---- Texte à lire

Andreï Tarkovski vécut en URSS sous le joug communiste. Il réussit malgré toutes les difficultés à y créer ses chefs-d’œuvre (Andreï Roublev 1966, Solaris 1972, Le miroir 1974 et Stalker 1979).

En 1984, alors qu’il vit en Europe depuis deux ans, il annonce qu’il ne retournera jamais en URSS. Pourtant, dans son journal, livre que tous les amoureux de cinéma, et surtout de liberté, devraient lire, il explique qu’il ne trouve pas les Européens plus libres que les Russes. Les Européens disposent de la liberté mais ils n’en usent pas. Au contraire, les Russes vivent sous une dictature mais ils profitent de toutes les bribes de liberté qui leur sont accordées.

Alors sommes-nous vraiment libres dans nos démocraties ? La liberté n’est-elle pas avant tout un état d’esprit ? Casabaldi définit la liberté comme le choix de la responsabilité. Pour lui, il faut choisir d’être libre. Une fois ce choix fait, nous ne pouvons plus accuser les autres de ce qui nous arrive, de ce qui arrive dans le monde. Si nous sommes malheureux, nous devons dès lors nous en prendre à nous-mêmes et essayer de changer les choses par nous-mêmes.

Cette liberté qui vient de nous est sans doute la plus difficile à conquérir. Elle exige beaucoup de courage car personne ne peut nous l’offrir. La liberté ne se gagne pas, elle se décide. Tarkovski, et bien d’autres en URSS, avaient décidé d’être libres. Ils l’étaient effectivement bien plus que la plupart d’entre-nous.

--------

* _Consignes_:
(1) D'après le texte sur Tarkovski, en quelle année le cinéaste annonce-t-il qu'il ne retournera jamais en URSS ?
(2) Ces affirmations concordent-elles avec le texte sur Tarkovski ? Répondez par oui ou non et citez les mots décisifs du texte. (a) Tarkovski trouve les Européens plus libres que les Russes. (b) Casabaldi voit dans la liberté le choix de la responsabilité. (c) La liberté se gagne.
Les lignes ne sont pas utiles pour ces exercices.

---- Jeu de données

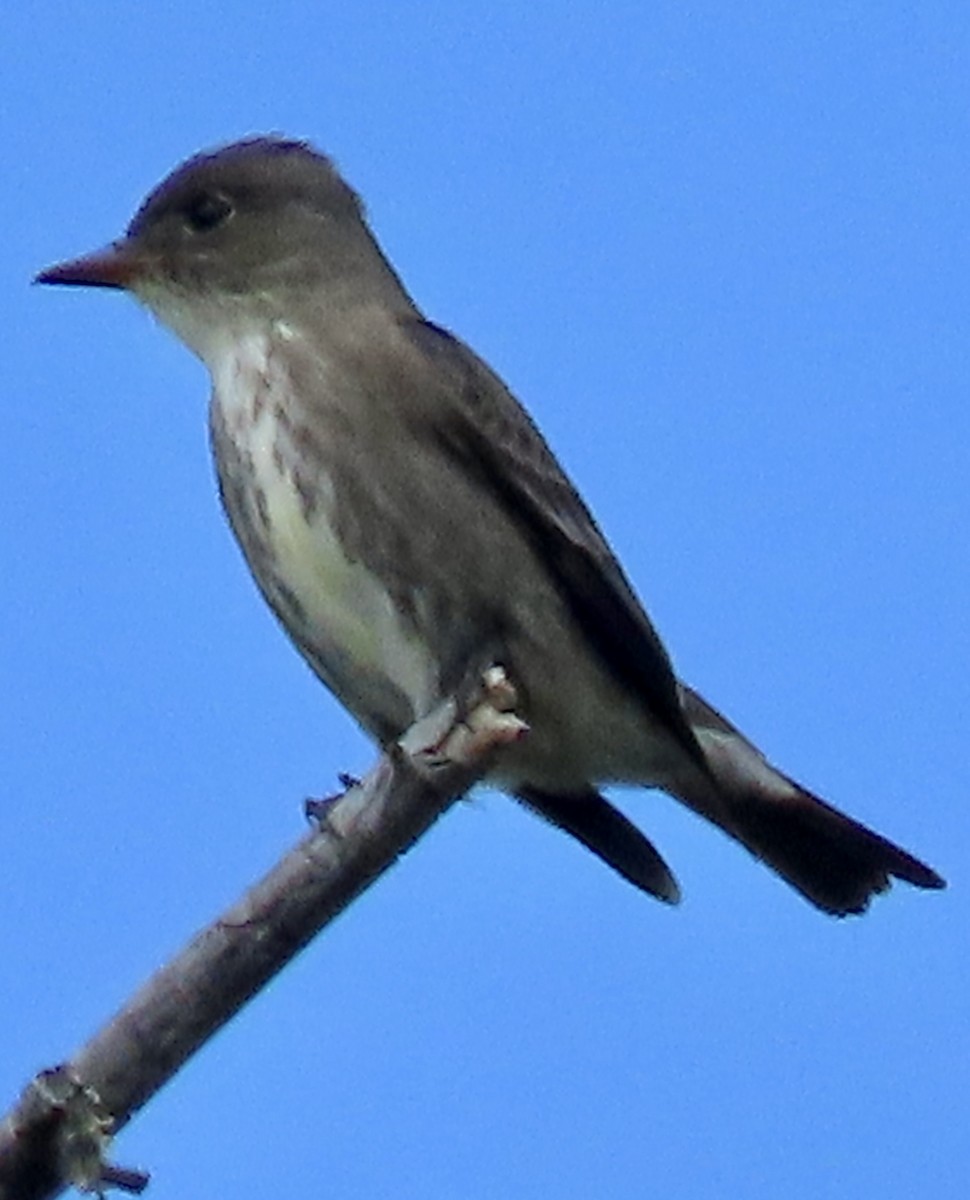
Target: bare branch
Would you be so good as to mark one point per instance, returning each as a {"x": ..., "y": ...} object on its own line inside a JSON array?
[{"x": 57, "y": 1133}]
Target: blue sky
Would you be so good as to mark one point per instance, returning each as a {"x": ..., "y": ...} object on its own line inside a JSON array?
[{"x": 722, "y": 255}]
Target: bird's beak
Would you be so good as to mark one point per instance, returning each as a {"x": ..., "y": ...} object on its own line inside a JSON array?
[{"x": 118, "y": 265}]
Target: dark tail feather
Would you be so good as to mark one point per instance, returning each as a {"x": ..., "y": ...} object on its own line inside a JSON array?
[
  {"x": 608, "y": 833},
  {"x": 836, "y": 862}
]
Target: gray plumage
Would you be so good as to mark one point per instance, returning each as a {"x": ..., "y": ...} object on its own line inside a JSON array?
[{"x": 408, "y": 525}]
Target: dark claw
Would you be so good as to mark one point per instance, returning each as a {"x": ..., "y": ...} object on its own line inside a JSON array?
[{"x": 315, "y": 809}]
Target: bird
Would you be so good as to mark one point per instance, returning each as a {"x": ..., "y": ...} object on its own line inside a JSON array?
[{"x": 408, "y": 523}]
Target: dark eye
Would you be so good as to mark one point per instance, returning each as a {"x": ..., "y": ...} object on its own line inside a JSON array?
[{"x": 207, "y": 210}]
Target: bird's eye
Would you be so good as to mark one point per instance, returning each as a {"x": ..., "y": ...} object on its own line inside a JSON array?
[{"x": 207, "y": 211}]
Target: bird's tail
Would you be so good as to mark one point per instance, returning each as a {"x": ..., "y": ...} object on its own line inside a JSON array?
[{"x": 836, "y": 862}]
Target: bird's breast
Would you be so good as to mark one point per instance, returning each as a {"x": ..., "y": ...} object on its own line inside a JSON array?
[{"x": 281, "y": 493}]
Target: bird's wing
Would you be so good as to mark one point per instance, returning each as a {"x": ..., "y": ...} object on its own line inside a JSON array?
[
  {"x": 486, "y": 430},
  {"x": 604, "y": 829}
]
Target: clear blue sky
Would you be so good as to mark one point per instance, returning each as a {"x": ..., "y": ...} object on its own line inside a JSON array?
[{"x": 720, "y": 251}]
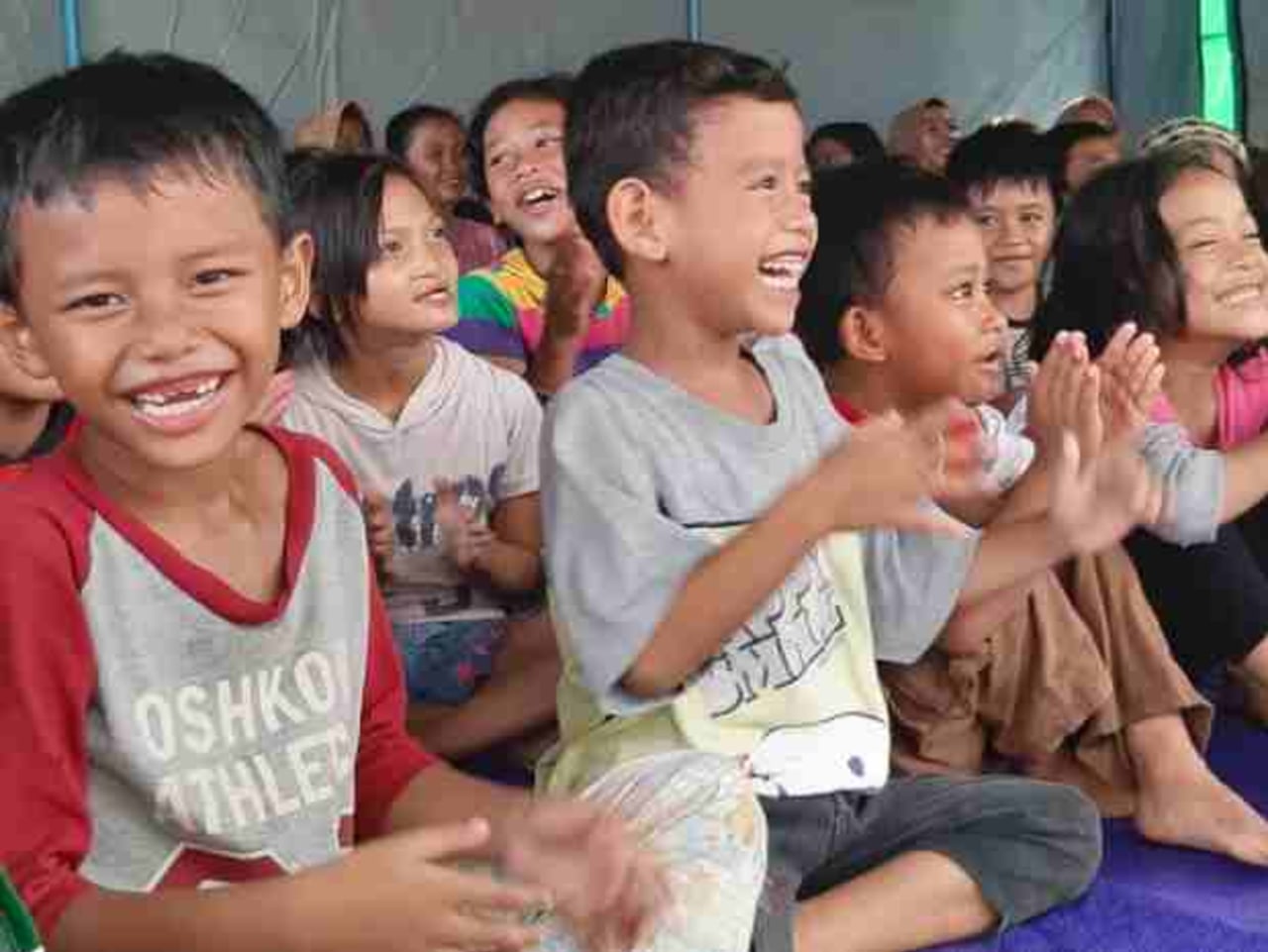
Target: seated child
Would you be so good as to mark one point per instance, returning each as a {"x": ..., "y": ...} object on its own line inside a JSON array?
[
  {"x": 448, "y": 441},
  {"x": 724, "y": 553},
  {"x": 197, "y": 685},
  {"x": 923, "y": 135},
  {"x": 548, "y": 309},
  {"x": 341, "y": 127},
  {"x": 842, "y": 144},
  {"x": 433, "y": 142},
  {"x": 1004, "y": 170},
  {"x": 33, "y": 416},
  {"x": 1171, "y": 244},
  {"x": 1068, "y": 676}
]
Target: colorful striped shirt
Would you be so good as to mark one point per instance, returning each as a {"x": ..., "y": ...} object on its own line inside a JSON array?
[{"x": 502, "y": 313}]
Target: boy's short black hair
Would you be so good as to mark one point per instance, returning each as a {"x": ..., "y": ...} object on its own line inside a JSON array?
[
  {"x": 552, "y": 87},
  {"x": 632, "y": 114},
  {"x": 1009, "y": 151},
  {"x": 338, "y": 198},
  {"x": 861, "y": 208},
  {"x": 859, "y": 137},
  {"x": 128, "y": 116},
  {"x": 401, "y": 126}
]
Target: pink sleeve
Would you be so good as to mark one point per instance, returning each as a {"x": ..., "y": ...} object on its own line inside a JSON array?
[
  {"x": 48, "y": 679},
  {"x": 1243, "y": 401},
  {"x": 387, "y": 757}
]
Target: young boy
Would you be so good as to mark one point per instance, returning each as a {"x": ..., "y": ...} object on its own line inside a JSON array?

--------

* _Réponses_:
(1) En 1984.

(2)
(a) Non : « il ne trouve pas les Européens plus libres que les Russes ».
(b) Oui : « Casabaldi définit la liberté comme le choix de la responsabilité ».
(c) Non : « La liberté ne se gagne pas, elle se décide ».